# Stated exercise 1
Answer these questions from the article on disciplinary processes.
(a) For roughly how long has the author worked as a generalist HR professional?
(b) How many tips does the author say they will give?
(c) Under "Be clear on who is doing what," which three roles does the author plan out in advance?
# Stated exercise 2
Write the next part of the article on disciplinary processes, picking up after its final sentence.

# Text shown
Disciplinary issues are part and parcel of the world of work. People do stuff wrong. Managers sometimes think people do things wrong, when they haven’t. People don’t follow procedures, make a gross mistake, take their workplace for granted, or just become embroiled in an issue they didn’t intend to that later has consequences.
This is the real world of work.
I’ve been a generalist HR professional now for around 15 years and have lost track of the number of cases i’ve been involved in, from low-level misconduct matters to complex dismissal issues that have ended up at employment tribunal, i’ve been exposed to the lot.
So here are my five tips on how to professionally deal with a disciplinary process.
1. Be clear on who is doing what.I always map disciplinary cases out considering the worst case scenario, even for the most insignificant low-level matter that might not even proceed beyond an investigation. By that I mean I plan out who could be the investigator, who could chair the disciplinary, who could hear the appeal and so forth and then I validate that with whomever necessary in line with policy. By coordinating this in advance, you have the ability to avoid scheduling issues and delays, you can avoid the age-old dilemma of ensuring someone suitably senior in the organisation can hear an appeal and so forth.

# Rows
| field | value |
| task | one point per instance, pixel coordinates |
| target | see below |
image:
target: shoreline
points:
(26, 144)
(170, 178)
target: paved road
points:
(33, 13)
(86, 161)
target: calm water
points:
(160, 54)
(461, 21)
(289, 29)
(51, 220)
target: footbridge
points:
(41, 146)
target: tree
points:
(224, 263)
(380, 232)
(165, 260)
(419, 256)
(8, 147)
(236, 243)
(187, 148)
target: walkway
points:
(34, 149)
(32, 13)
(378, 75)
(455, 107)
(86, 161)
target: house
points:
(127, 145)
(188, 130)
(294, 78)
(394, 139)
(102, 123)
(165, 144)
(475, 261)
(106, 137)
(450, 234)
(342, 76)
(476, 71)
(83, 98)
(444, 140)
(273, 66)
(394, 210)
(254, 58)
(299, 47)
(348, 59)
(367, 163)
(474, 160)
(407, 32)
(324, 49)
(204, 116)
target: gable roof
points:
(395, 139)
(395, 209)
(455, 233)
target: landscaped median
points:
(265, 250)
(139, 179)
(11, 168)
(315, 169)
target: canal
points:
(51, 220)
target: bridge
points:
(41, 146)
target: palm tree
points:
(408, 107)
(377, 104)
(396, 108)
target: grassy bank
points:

...

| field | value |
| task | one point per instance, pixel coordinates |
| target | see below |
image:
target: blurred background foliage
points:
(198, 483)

# Written answer 1
(a) Around 15 years.
(b) Five.
(c) The investigator, the person who chairs the disciplinary, and the person who hears the appeal.

# Written answer 2
The next part of that process involves ensuring that each person knows what their role in the process is (or could be), and how to carry out the duties assigned to that role. For example, ensuring that an investigator is trained on how to carry out an investigation, or ensuring a disciplinary chair knows the plan they should follow for chairing that meeting. Simple stuff, not rocket-science, but where this is neglected, problems arise. It’s an important process, people should really know what they are doing. Many people make mistakes the first time they are involved in a disciplinary case, simply because they did not really know what they were doing, or it was taken for granted that they could carry out the task without guidance – which is not fair on them, and not fair on the employee concerned.
2. Stick to the policy
In my experience employment tribunal chairs are more forgiving of companies that don’t have a disciplinary policy and procedure, than those who have a procedure and choose not to follow it.
A disciplinary policy and procedure can be long-winded and detailed or basic and concise, but either way, I strongly advise that whatever you say you are going to do (by that I mean whatever your policy says you should do) you make sure you do it. Failure to do so, opens a line of questioning at tribunal which can untangle the whole case and is simply unfair on the employee concerned and will paint the organisation in a poor light, unless the process was not followed for a valid reason.
3. Keep adequate documentation
If a disciplinary matter ultimately reaches an employment tribunal, more often than not, better quality documentation should allow for a more informed tribunal decision. When policies are missing, or notes have gone astray, or witness statements are illegible or disciplinary outcome letters don’t correspond with the allegations outlined on disciplinary invite letters etc, this will depict two impressions of your organisation – firstly, shoddy paperwork will likely mean a shoddy process, and secondly, is a shoddy process indicative of a poor employer. I’m not saying that these are fair assumptions to make, but they are assumptions that could be made and are always avoidable.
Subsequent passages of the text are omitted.